[Opening Extract to read section]

Laying Down My Life
On the receding end of one of the most intense weeks of my life, I, needless to say, have a few things I've been thinking that I'd like to get into words. The last few months have felt a little like sitting in a sauna where some one kept turning the heat up a little bit at a time, culminating with taking boards.
Hitting the hospital/clinic this week was my analogous experience to jumping into a huge pile of snow after sweating in the sauna for a few hours.
It was exhilarating. It was unexpected. It was really freakin' hard. I kind of want to do it again.
I'm not much of a morning person, but we start our day around 7, which might not sound THAT early, but it is. I actually got up at 5:30am one day this week for the first time that didn't involve fun in I don't know how long. I'm used to getting lots of sleep and on my 2 call days this week I didn't get home from work until 11 or 12. You do the math. I actually did pretty okay with the sleepiness cause everything was new and exciting and REAL.

[Closing Extract to read section]
[Opening Study material section]

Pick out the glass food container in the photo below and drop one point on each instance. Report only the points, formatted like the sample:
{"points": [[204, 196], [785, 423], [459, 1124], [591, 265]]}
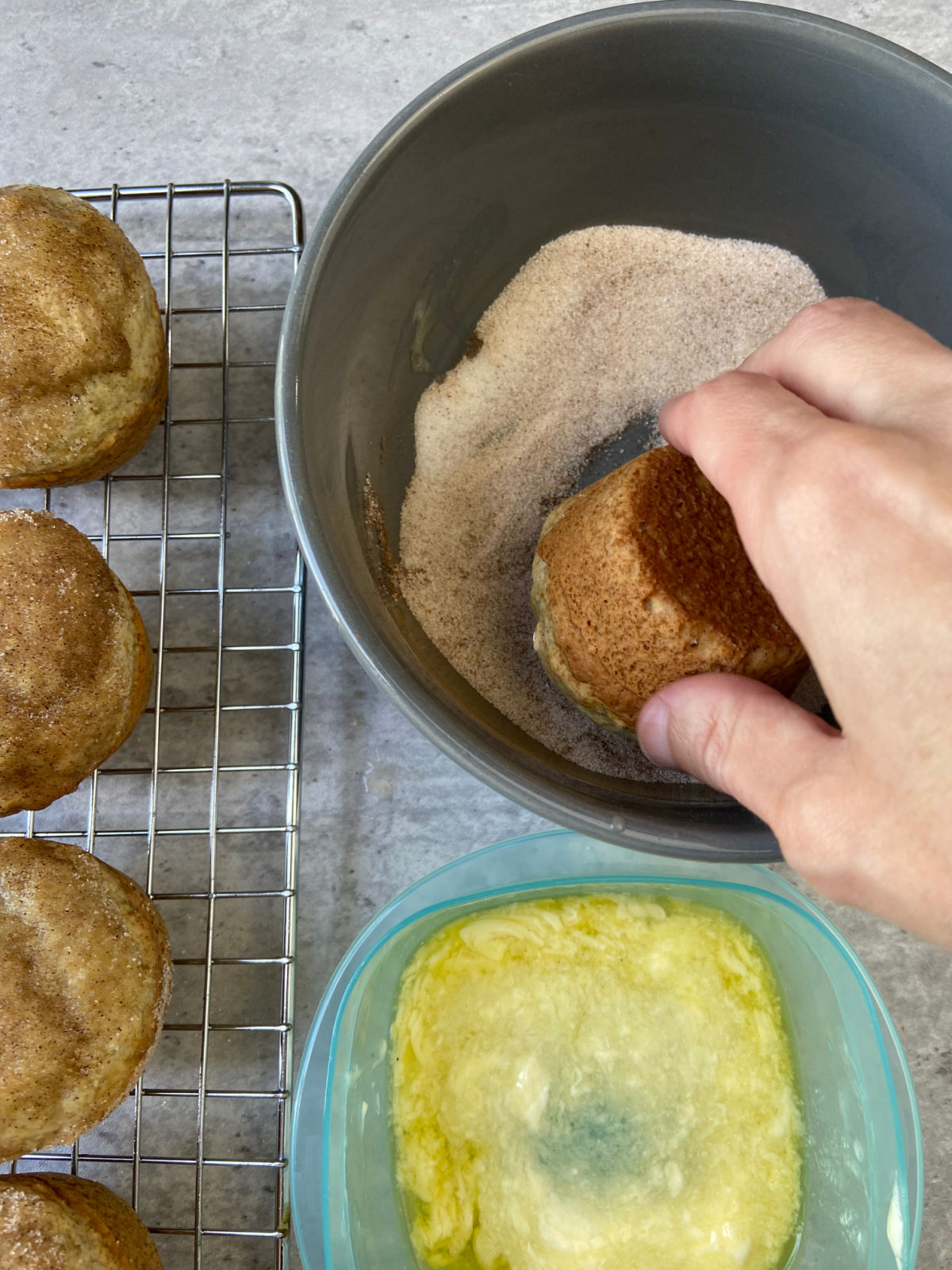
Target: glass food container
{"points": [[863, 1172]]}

[Closing Study material section]
[Opening Study material section]

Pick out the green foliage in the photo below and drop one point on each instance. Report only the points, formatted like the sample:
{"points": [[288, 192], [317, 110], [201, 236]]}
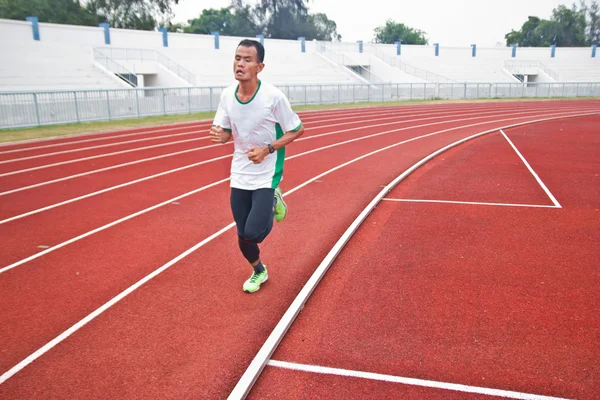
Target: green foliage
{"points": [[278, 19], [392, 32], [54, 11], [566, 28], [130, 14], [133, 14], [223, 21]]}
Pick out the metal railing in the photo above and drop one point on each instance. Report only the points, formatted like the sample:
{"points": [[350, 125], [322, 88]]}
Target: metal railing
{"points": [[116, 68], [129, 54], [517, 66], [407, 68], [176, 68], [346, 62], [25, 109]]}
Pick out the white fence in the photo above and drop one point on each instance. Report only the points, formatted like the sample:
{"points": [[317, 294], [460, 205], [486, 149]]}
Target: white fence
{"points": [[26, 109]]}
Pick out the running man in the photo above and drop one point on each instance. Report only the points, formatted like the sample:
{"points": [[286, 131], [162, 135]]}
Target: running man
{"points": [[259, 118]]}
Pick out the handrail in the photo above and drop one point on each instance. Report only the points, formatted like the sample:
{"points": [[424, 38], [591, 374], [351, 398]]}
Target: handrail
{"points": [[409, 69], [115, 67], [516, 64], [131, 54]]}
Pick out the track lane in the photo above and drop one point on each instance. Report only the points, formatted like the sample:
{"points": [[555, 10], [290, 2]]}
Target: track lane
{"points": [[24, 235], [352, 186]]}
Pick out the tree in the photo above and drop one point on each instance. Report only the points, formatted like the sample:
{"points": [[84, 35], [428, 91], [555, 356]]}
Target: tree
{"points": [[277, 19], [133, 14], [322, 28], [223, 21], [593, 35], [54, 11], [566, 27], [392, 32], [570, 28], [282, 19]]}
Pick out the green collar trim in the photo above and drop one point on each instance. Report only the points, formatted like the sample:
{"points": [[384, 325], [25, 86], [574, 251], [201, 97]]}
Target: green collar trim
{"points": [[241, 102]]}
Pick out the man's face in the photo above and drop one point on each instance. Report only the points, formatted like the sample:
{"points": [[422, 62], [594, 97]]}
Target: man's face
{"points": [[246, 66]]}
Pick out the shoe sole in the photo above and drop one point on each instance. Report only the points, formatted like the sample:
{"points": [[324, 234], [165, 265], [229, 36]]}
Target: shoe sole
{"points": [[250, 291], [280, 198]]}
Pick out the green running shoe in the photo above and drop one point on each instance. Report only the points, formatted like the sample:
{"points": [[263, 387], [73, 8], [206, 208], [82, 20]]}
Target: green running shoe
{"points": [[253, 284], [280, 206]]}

[Closing Study material section]
[Opening Study material section]

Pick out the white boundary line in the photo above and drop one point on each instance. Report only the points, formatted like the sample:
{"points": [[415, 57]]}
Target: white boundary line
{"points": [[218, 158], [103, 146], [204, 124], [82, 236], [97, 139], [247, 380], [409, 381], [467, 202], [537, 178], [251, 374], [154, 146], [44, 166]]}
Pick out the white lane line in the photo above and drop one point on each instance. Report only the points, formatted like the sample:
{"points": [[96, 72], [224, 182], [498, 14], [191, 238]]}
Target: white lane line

[Closing Study material section]

Task brief.
Transcribe word for word the portion of the reflection on the first week at the hospital that begins at the words "Laying Down My" and stops after "a few hours.".

Solved problem.
Laying Down My Life
On the receding end of one of the most intense weeks of my life, I, needless to say, have a few things I've been thinking that I'd like to get into words. The last few months have felt a little like sitting in a sauna where some one kept turning the heat up a little bit at a time, culminating with taking boards.
Hitting the hospital/clinic this week was my analogous experience to jumping into a huge pile of snow after sweating in the sauna for a few hours.